Records from a collection
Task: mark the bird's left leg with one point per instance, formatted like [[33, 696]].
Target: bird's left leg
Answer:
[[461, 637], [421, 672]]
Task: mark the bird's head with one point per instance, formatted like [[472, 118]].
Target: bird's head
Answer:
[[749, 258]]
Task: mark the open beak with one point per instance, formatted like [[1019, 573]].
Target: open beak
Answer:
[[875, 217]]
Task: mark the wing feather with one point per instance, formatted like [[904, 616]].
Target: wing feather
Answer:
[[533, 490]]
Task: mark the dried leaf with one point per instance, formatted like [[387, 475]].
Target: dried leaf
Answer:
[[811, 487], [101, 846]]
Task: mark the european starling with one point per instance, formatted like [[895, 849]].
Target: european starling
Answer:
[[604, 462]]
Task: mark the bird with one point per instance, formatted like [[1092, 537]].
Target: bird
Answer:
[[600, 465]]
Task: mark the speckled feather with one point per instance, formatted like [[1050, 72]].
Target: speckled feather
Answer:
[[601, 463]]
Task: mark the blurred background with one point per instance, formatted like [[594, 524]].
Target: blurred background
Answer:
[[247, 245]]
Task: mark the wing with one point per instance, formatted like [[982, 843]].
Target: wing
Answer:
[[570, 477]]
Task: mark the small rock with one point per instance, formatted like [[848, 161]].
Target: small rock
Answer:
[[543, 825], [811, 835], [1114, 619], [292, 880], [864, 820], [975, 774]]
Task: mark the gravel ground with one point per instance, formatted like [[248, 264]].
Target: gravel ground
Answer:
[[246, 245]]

- Exercise prompt -
Reproduce all of the entries above verbatim, keeping every line unchanged.

- Right answer -
Task: mark the bird's left leg with one point per instance, formatted like [[33, 696]].
Target: bird's left leg
Answer:
[[461, 637], [421, 672]]
Task: mark the bird's head with one point per instance, formatted like [[472, 118]].
Target: bird's head
Answer:
[[749, 258]]
Task: mark the open beak with one point per instance, formatted like [[1019, 573]].
Target: open beak
Answer:
[[875, 217]]
Task: mark the wing feather with one point per instance, formatted like [[904, 616]].
Target: wing feather
Answer:
[[533, 490]]
Task: mark the dried leaf with one point per instance, formatted like [[387, 475]].
Target: dried leaf
Answer:
[[811, 487], [101, 846]]
Task: mark the european starling with one point per instance, formatted like [[895, 849]].
Target: european starling
Answer:
[[604, 462]]
Task: mark the bird with one point per instance, formatted like [[1092, 537]].
Target: bird
Answer:
[[600, 465]]
Task: mark the speckled feather with one point per instance, formatted like [[1050, 72]].
Target: speckled feather
Answer:
[[601, 463]]
Task: mark the blurred background with one point per instance, formatted like [[594, 524]].
Target: blurred background
Answer:
[[247, 245]]
Task: mark the wing with one point per instance, formatted like [[982, 843]].
Target: wing
Answer:
[[570, 477]]
Task: mark the small rock with one point per instance, formatted like [[848, 161]].
Target: small rock
Answer:
[[543, 825], [811, 835], [1114, 619], [292, 880], [864, 820], [975, 774]]
Task: mark the gravel ground with one point per instance, formatted like [[248, 264]].
Target: gravel ground
Answer:
[[246, 245]]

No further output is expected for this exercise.